### [YOUR INSTRUCTIONS]
Please write out, word for word, the part of the archery thread on shooting with one eye open that starts with "## cbrunson (Oct" and goes on through "my right eye.".

### [TEXT EXCERPT]
★ ★ ★ ★ ★
# only one eye open?



## cbrunson (Oct 25, 2010)

There are several pros that shoot with one eye closed or at least squinted. Just pull up some pics from Vegas this year. I prefer to shoot with both open. But there are times when I have to close one, even if just long enough to get a good focus with my right eye.


----------



## theminoritydude (Feb 11, 2013)

jdjp said:


> I've been shooting target archery for about five years. I average a 300 with about 52-55 x's. I currently shoot with one eye open. I've tried shooting with both open but my groups were not as good. I know there are things out there to prevent double vision, but haven't tried them. So my question is can I get to the next level shooting like this, or do I have to force myself to shoot with both eyes open? Thanks for any help.


Wait 1 year. I'm designing a recurve sight to address this problem.


----------



## acesbettor (Mar 19, 2009)

jdjp said:


> I've been shooting target archery for about five years. I average a 300 with about 52-55 x's. I currently shoot with one eye open. I've tried shooting with both open but my groups were not as good. I know there are things out there to prevent double vision, but haven't tried them. So my question is can I get to the next level shooting like this, or do I have to force myself to shoot with both eyes open? Thanks for any help.


With your x count i doubt its really an eye issue, most likely more of a mental issue getting to the next level.


----------



## jdjp (Dec 11, 2013)

Thanks for the input guys. You're absolutely right acesbettor, it is mental. I guess what I meant to ask is. Do I have to have both eyes open to see everything I need to see. By that I mean, looking where I want the arrow to go, my "halo" in the bullseye, ect.


----------



## Inc. (Jul 5, 2013)

Do you by chance shoot with a hook , have a parrot, a peg leg and say R a lot ?
:wink:


----------



## acesbettor (Mar 19, 2009)

jdjp said:


> Thanks for the input guys. You're absolutely right acesbettor, it is mental. I guess what I meant to ask is. Do I have to have both eyes open to see everything I need to see. By that I mean, looking where I want the arrow to go, my "halo" in the bullseye, ect.
★ ★ ★ ★ ★
### [EXTRACTED MATERIAL]

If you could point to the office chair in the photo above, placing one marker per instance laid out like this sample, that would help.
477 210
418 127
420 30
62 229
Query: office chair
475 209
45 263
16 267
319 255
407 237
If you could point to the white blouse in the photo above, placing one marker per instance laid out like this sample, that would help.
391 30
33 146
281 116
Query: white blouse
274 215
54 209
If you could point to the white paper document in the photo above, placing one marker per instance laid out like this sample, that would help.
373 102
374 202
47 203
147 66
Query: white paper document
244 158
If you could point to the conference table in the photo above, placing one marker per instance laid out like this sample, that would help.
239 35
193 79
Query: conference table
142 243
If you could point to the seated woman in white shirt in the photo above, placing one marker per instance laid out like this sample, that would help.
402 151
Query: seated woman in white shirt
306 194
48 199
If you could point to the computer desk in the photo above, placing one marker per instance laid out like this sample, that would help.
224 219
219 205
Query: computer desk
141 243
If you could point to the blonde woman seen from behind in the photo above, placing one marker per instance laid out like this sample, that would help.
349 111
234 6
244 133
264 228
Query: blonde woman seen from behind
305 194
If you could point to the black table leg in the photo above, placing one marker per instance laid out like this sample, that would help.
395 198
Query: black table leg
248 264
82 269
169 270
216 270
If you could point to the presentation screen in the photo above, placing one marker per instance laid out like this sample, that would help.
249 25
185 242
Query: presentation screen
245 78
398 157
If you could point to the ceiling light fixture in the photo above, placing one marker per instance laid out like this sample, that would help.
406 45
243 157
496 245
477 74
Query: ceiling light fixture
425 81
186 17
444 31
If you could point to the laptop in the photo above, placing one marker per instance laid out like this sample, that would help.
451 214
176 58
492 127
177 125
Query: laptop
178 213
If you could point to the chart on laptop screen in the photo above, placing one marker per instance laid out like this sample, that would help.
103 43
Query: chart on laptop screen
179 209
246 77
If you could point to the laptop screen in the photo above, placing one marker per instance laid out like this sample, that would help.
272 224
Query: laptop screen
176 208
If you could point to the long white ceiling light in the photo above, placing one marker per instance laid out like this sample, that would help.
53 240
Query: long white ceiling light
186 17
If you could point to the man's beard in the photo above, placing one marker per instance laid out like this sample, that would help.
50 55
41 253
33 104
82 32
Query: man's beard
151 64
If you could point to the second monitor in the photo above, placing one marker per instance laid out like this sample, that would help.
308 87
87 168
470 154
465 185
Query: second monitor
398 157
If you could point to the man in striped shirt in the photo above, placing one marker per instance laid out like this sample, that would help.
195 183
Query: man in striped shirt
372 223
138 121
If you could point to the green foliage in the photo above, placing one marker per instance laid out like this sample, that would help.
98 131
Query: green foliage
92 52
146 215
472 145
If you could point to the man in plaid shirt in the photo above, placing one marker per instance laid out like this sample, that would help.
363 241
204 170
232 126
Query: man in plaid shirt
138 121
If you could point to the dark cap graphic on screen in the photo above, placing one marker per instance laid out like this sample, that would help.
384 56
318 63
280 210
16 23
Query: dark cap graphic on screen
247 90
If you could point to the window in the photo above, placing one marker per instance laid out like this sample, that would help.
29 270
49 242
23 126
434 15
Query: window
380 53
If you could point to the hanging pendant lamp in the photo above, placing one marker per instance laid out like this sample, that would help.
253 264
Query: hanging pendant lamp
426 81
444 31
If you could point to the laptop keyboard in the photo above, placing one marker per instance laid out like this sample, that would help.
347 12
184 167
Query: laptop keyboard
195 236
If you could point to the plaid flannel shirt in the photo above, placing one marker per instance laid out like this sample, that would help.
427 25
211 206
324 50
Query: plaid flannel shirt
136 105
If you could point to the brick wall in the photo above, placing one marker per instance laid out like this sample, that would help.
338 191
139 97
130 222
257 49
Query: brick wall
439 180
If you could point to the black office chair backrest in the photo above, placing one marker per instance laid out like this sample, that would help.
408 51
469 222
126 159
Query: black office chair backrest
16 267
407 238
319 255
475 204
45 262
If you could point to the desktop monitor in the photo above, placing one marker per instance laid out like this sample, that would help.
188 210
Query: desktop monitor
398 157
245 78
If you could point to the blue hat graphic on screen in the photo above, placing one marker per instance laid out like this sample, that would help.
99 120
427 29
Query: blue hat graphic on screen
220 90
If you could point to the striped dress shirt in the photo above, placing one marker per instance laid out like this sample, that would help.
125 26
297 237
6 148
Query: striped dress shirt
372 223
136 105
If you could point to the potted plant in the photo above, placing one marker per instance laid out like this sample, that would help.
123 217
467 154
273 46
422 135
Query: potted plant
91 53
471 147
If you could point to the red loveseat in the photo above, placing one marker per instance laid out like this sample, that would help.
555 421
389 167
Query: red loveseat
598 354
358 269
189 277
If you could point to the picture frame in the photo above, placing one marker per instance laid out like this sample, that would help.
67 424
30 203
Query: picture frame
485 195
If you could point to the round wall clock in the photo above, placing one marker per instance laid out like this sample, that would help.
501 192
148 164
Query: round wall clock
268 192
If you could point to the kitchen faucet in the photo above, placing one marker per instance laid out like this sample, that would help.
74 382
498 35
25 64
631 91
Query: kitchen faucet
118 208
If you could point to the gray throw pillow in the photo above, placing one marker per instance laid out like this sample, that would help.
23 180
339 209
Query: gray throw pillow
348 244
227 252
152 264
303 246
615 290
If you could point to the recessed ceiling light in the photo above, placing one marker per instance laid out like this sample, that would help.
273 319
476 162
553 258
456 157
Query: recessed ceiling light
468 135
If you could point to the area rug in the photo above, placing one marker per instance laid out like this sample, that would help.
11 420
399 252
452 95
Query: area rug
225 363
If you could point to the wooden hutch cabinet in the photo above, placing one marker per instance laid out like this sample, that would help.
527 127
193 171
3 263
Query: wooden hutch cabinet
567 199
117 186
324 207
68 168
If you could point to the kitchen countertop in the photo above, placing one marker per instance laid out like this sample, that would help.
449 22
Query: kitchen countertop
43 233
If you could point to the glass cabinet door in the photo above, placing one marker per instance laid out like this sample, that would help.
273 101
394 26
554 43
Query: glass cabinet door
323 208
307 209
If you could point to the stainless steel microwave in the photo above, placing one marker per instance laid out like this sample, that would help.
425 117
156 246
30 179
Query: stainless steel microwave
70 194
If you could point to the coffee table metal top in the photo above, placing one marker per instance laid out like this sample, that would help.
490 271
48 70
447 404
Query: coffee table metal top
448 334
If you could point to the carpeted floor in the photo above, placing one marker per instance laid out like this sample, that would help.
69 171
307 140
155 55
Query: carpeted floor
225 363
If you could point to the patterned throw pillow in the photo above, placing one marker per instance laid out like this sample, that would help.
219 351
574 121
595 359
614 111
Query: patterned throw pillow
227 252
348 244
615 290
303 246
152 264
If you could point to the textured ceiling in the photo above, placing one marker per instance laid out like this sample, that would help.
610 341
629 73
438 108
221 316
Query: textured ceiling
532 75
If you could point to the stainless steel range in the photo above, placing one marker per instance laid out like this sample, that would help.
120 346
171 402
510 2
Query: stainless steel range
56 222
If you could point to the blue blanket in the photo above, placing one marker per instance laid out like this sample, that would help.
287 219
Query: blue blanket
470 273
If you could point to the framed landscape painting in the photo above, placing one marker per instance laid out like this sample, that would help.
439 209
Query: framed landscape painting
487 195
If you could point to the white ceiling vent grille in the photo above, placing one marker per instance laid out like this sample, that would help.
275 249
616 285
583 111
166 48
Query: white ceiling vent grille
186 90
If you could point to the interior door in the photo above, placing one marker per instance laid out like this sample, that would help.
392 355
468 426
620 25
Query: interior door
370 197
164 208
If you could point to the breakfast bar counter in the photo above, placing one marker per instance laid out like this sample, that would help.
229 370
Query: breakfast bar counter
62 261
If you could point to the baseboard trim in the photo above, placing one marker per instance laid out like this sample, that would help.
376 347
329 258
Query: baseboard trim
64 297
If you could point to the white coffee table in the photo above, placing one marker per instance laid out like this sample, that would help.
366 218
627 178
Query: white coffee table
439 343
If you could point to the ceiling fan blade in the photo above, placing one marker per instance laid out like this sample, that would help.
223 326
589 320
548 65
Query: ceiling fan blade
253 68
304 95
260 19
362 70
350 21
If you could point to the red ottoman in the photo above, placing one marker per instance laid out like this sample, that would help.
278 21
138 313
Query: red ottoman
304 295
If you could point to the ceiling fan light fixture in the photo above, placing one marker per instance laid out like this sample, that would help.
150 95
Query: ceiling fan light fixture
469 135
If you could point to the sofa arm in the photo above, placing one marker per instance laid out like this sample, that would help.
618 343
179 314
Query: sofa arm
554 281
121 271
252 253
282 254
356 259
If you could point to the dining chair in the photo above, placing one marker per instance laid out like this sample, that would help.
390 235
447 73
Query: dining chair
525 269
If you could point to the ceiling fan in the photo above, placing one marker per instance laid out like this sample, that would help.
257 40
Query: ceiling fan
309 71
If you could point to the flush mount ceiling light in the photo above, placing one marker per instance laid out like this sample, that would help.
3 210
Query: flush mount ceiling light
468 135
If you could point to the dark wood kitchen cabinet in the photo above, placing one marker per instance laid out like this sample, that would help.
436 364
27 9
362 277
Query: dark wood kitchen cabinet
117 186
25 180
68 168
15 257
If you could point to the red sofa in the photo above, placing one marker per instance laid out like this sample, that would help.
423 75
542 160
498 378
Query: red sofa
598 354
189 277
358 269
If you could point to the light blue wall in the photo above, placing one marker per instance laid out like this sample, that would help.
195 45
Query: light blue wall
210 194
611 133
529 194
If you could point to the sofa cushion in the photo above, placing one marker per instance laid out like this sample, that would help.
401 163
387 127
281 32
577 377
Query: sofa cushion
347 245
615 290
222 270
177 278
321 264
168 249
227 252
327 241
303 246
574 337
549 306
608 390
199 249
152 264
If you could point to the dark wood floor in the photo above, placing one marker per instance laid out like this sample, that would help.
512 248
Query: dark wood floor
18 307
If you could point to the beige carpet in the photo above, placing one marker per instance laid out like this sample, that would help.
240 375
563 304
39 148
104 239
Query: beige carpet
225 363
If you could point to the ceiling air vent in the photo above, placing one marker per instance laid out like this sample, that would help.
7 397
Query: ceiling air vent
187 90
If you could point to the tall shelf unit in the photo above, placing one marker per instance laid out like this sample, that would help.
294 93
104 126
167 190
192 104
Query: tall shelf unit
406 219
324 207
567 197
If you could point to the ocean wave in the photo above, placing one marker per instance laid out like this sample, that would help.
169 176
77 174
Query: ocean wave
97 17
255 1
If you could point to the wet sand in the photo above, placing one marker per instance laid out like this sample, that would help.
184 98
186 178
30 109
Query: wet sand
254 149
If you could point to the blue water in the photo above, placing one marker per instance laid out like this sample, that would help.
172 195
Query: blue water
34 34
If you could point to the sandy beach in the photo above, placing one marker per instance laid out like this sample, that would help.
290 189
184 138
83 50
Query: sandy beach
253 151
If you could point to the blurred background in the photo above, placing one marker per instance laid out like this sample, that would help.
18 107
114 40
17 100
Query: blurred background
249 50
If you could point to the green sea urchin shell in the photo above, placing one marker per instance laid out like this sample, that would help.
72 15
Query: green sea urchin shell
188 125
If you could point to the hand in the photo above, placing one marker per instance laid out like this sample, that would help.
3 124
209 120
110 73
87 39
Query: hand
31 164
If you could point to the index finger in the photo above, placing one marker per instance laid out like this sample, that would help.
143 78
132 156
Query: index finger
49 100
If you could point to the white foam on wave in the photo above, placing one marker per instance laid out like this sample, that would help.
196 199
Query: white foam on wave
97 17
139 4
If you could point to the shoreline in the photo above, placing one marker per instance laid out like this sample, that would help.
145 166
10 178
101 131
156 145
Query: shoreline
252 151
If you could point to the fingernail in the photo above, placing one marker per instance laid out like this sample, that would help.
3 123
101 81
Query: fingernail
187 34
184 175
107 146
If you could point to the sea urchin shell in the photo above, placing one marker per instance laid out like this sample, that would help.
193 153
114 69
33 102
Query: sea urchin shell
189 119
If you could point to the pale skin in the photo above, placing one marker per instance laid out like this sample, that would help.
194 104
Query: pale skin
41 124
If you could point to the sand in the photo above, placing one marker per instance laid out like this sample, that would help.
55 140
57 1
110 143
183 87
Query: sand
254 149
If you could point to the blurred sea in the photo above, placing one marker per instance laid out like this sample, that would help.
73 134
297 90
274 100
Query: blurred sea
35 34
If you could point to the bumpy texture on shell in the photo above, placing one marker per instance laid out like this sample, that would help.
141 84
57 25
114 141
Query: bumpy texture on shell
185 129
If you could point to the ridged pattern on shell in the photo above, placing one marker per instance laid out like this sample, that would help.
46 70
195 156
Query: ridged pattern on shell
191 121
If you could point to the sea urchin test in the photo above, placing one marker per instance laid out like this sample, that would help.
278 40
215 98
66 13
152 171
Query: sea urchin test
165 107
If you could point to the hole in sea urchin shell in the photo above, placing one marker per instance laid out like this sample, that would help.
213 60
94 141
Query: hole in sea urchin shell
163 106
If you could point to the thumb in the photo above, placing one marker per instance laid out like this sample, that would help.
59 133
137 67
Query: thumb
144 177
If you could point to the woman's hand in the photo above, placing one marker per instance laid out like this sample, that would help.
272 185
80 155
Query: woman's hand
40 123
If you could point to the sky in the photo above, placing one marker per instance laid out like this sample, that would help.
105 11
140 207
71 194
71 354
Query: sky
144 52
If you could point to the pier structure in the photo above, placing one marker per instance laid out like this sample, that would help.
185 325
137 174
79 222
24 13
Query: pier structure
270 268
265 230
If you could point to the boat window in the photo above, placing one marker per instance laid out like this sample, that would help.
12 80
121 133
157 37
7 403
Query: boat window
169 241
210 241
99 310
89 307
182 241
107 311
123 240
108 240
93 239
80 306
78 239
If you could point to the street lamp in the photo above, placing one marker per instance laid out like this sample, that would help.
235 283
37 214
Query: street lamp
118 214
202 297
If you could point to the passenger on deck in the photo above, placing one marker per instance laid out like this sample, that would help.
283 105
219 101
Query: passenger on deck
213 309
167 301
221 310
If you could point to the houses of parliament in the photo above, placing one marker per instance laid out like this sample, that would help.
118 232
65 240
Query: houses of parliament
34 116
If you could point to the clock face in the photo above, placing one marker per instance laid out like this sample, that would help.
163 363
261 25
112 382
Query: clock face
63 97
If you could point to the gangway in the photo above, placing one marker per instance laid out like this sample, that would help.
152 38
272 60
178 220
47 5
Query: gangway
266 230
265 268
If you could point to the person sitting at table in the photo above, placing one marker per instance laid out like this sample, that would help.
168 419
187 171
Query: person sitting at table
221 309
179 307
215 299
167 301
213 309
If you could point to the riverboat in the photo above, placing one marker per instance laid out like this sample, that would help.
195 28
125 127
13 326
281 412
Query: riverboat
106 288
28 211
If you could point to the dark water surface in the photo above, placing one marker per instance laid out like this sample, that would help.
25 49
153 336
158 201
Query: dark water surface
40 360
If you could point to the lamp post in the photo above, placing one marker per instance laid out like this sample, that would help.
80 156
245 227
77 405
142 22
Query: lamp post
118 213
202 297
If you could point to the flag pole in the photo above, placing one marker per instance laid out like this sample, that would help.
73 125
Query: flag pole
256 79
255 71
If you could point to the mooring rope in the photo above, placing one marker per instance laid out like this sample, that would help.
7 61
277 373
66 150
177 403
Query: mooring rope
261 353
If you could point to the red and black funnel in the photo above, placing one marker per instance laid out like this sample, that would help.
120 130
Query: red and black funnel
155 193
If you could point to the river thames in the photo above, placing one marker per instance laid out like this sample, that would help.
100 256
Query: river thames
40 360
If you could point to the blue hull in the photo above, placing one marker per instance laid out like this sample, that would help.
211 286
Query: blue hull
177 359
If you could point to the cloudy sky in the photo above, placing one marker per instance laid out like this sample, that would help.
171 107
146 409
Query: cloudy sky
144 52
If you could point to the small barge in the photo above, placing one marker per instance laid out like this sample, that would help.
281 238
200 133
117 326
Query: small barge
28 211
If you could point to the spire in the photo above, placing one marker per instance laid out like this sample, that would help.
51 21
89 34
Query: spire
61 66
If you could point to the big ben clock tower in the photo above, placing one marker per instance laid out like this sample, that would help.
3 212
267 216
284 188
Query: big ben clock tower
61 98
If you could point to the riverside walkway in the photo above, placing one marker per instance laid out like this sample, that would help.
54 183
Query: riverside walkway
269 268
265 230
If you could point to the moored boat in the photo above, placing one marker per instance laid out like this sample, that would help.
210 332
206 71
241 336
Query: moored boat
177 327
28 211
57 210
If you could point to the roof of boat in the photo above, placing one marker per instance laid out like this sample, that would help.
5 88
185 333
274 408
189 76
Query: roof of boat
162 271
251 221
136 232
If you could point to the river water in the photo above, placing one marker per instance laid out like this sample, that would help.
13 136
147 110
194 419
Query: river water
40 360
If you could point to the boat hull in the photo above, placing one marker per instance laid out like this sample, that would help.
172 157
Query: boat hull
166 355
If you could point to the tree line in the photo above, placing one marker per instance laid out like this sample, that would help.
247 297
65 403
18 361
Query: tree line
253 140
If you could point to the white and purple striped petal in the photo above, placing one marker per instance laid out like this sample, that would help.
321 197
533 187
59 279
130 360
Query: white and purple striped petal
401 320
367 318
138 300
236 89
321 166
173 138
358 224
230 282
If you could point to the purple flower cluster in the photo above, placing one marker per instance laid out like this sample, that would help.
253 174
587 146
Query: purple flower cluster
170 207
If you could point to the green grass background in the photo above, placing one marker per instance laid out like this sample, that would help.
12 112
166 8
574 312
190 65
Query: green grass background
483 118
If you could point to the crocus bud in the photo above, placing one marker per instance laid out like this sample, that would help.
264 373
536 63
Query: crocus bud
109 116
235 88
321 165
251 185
★ ★ ★ ★ ★
### [ANSWER BELOW]
## cbrunson (Oct 25, 2010)

There are several pros that shoot with one eye closed or at least squinted. Just pull up some pics from Vegas this year. I prefer to shoot with both open. But there are times when I have to close one, even if just long enough to get a good focus with my right eye.